- Frito Bandito
- First appearance: 1967
- Last appearance: 1971
- Voiced by: Mel Blanc

In-universe information
- Occupation: Cartoon mascot for Fritos corn chips
- Nationality: Mexican

= Frito Bandito =

Advertising mascot

The Frito Bandito was the cartoon mascot for Fritos corn chips from 1967 to 1971. The Bandito was created by the Foote, Cone & Belding Agency and animated by Tex Avery. The character was voiced by Mel Blanc, who used an exaggerated Mexican accent resembling that of Speedy Gonzales, another of his characters. The Frito Bandito spoke broken English and robbed people of their Fritos corn chips, a reference to the "Mexican bandit" stereotype in Western movies.

Pressure from the National Mexican-American Anti-Defamation Committee and others prompted an update to the character; his gold tooth and stubble were eliminated and his hair combed. The character was retired in 1971. He was replaced by the Muncha Bunch, a group of cowboys, and W.C. Fritos, a character modeled after comedian W.C. Fields.

◆ Entries:
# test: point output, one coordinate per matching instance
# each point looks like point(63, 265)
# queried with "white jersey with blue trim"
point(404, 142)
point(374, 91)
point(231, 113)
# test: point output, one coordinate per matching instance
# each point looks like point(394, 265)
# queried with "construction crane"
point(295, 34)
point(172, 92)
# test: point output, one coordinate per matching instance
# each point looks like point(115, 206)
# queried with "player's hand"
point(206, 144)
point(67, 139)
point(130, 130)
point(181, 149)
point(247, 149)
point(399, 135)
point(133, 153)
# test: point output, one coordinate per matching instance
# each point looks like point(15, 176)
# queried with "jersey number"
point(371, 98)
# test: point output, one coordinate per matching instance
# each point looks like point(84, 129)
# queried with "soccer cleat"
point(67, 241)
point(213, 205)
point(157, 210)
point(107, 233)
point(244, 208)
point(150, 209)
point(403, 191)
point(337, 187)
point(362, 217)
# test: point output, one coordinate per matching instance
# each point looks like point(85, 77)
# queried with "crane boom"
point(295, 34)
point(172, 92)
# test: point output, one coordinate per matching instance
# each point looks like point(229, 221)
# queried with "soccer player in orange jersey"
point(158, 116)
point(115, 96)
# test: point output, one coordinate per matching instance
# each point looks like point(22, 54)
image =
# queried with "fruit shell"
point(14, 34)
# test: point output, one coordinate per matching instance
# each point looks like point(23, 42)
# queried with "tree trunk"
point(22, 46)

==

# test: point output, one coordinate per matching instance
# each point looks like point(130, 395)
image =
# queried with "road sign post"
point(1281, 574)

◆ Short exercise A:
Answer these questions from the Frito Bandito text, marking each answer (i), (ii), (iii) on its own line:
(i) Who animated the Bandito?
(ii) Which committee's pressure, along with others, prompted an update to the character?
(iii) Which comedian was W.C. Fritos modeled after?
◆ Short exercise B: From the Frito Bandito text, extract word for word the passage that begins with the words "The Frito Bandito was" and ends with "in Western movies.".

◆ Finished answer A:
(i) Tex Avery
(ii) The National Mexican-American Anti-Defamation Committee
(iii) W.C. Fields

◆ Finished answer B:
The Frito Bandito was the cartoon mascot for Fritos corn chips from 1967 to 1971. The Bandito was created by the Foote, Cone & Belding Agency and animated by Tex Avery. The character was voiced by Mel Blanc, who used an exaggerated Mexican accent resembling that of Speedy Gonzales, another of his characters. The Frito Bandito spoke broken English and robbed people of their Fritos corn chips, a reference to the "Mexican bandit" stereotype in Western movies.